(Datensätze zum Zeigen)

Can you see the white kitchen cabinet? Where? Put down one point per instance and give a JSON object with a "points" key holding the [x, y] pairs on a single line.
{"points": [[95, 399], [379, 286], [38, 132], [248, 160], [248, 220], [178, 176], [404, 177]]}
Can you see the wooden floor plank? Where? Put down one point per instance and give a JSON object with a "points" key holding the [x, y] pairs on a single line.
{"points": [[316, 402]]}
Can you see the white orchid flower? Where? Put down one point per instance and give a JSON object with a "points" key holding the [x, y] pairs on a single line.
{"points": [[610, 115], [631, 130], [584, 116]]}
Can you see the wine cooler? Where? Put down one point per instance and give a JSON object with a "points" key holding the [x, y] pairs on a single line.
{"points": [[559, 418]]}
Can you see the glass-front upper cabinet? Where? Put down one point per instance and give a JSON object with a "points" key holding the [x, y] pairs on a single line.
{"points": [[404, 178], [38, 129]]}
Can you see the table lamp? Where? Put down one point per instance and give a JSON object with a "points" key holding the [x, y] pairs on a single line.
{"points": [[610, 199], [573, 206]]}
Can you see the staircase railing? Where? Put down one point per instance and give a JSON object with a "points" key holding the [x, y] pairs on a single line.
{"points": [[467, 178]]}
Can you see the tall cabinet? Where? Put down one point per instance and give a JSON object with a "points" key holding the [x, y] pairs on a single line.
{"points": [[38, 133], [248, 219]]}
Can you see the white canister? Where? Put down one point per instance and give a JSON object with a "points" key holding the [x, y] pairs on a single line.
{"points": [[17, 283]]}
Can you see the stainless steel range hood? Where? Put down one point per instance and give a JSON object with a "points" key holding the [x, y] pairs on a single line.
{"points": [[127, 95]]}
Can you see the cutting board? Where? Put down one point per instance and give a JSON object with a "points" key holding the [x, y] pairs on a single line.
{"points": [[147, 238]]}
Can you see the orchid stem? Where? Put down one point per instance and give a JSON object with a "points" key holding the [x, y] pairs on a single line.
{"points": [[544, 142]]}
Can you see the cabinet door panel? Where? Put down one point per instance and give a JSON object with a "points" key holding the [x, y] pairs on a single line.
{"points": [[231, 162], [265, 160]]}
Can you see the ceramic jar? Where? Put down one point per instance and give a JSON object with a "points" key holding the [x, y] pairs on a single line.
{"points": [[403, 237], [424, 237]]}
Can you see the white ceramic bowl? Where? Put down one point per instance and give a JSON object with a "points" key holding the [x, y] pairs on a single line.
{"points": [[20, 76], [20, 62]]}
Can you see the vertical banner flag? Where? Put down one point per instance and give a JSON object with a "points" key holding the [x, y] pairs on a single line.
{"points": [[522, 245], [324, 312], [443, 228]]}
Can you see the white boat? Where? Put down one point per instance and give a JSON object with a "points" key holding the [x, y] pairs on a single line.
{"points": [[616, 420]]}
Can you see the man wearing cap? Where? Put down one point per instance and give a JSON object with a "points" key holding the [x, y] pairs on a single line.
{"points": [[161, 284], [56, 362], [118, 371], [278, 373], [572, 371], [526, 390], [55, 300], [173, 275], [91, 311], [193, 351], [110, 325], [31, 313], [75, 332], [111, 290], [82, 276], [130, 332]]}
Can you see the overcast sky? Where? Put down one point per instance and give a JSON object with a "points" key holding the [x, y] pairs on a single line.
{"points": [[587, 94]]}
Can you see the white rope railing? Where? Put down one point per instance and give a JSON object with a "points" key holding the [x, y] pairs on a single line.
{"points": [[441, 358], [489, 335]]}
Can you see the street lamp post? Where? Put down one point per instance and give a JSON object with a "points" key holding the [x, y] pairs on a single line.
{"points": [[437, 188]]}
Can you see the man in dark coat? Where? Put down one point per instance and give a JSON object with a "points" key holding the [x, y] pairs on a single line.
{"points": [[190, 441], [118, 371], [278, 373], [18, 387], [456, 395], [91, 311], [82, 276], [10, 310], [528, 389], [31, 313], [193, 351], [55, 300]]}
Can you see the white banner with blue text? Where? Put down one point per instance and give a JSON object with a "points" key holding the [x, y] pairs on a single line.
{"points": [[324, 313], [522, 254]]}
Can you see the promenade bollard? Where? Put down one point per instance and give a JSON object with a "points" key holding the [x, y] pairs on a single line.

Ziel: Schreiben Sie alle obigen Datensätze Zeile für Zeile unverändert ab.

Lösung der Aufgabe:
Can you see the white kitchen cabinet? Where? Put down one point per instance and give a JSON object with a "points" key holding the [x, y] pairs on a single line.
{"points": [[95, 399], [379, 286], [38, 132], [248, 160], [248, 220], [178, 176], [404, 177]]}
Can you see the wooden floor plank? Where? Put down one point per instance and give a JSON object with a "points" key holding the [x, y] pairs on a single line.
{"points": [[316, 402]]}
Can you see the white orchid flower? Where? Put down one point per instance and give a JSON object with a "points" key holding the [x, y] pairs on a single line.
{"points": [[610, 115], [631, 130], [584, 116]]}
Can you see the wine cooler? Where? Put down one point per instance and give a JSON object with a "points" key holding the [x, y] pairs on a single line.
{"points": [[559, 418]]}
Can you see the glass-front upper cabinet? Where? Put down one point per instance and give a JSON object with a "points" key holding the [x, y] pairs on a single line.
{"points": [[404, 178], [38, 129]]}
Can you see the table lamp? Where? Put down one point per instance and give a JSON object with a "points" key holding the [x, y] pairs on a single line.
{"points": [[610, 199], [573, 206]]}
Can you see the staircase railing? Where? Put down one point per instance and give a JSON object with a "points" key holding the [x, y] pairs on a single line.
{"points": [[467, 178]]}
Can you see the tall cabinet? Where? Put down one point per instance and give a JSON object with a "points" key holding the [x, y] pairs on a single line.
{"points": [[38, 133], [248, 219]]}
Can you see the white canister? Where? Put down one point per instance and give a JSON object with a "points" key holding the [x, y] pairs on a single line.
{"points": [[17, 283]]}
Can you see the stainless steel range hood? Where? Put down one point per instance and give a JSON object with a "points" key holding the [x, y] pairs on a single line.
{"points": [[127, 95]]}
Can you see the cutting board? Where? Put down one point per instance and give a JSON object with a "points" key holding the [x, y] pairs on a single line.
{"points": [[147, 238]]}
Can you see the orchid stem? Where? Put down one point per instance and give a JSON object with a "points" key holding the [x, y] pairs on a single line.
{"points": [[544, 142]]}
Can you see the cabinet door panel? Where? Put down one point per instance and give a JSON object with a "points" key holding the [x, y] pairs on a single line.
{"points": [[231, 162], [265, 160]]}
Can you see the ceramic jar? Where? Put down one point per instance and give a JSON object with a "points" key holding the [x, y] pairs on a single line.
{"points": [[403, 237], [424, 237]]}
Can you see the white ceramic bowl? Where? Put down one point per instance and give a JSON object with a "points" key holding the [x, y] pairs on a single line.
{"points": [[20, 76], [20, 62]]}
Can you see the vertical banner flag? Where? Put down one point per instance and give a JSON object with a "points" key holding the [x, y] pairs on a single line.
{"points": [[522, 245], [324, 312], [443, 228]]}
Can you see the white boat? Where? Put down one point per instance and give a JSON object with a "points" key holding the [x, y] pairs on a single line.
{"points": [[616, 420]]}
Can you see the man wearing cap? Where? Put down one point per instance and give a JSON object with a "points" key holding the [x, y] pairs on a single line.
{"points": [[161, 284], [56, 362], [118, 371], [278, 373], [572, 371], [526, 390], [55, 300], [173, 275], [91, 311], [193, 351], [110, 325], [31, 313], [75, 332], [111, 290], [82, 276], [130, 332]]}
Can you see the overcast sky? Where? Put down one point per instance and give a JSON object with a "points" key holding the [x, y] pairs on a single line.
{"points": [[587, 94]]}
Can you see the white rope railing? Where? Put down one point per instance and give a JSON object with a "points" key holding the [x, y] pairs on a single line.
{"points": [[441, 358], [489, 335]]}
Can you see the street lamp post? Where? Put down one point per instance and give a JSON object with a "points" key holding the [x, y] pairs on a single line.
{"points": [[437, 188]]}
Can you see the man in dark coat? Where? Put down one point per instance and give a JSON object with a "points" key holding the [x, y] pairs on a single line.
{"points": [[190, 441], [118, 371], [278, 373], [18, 387], [456, 395], [91, 311], [82, 276], [10, 310], [528, 389], [31, 313], [193, 351], [55, 300]]}
Can you see the white banner with blue text? Where? Put down one point per instance and give a JSON object with a "points" key holding the [x, y] pairs on a single line.
{"points": [[324, 313], [522, 254]]}
Can you see the promenade bollard? Where? Put down one point per instance and give a JSON object with a "points" key holding the [x, y] pairs on a single line.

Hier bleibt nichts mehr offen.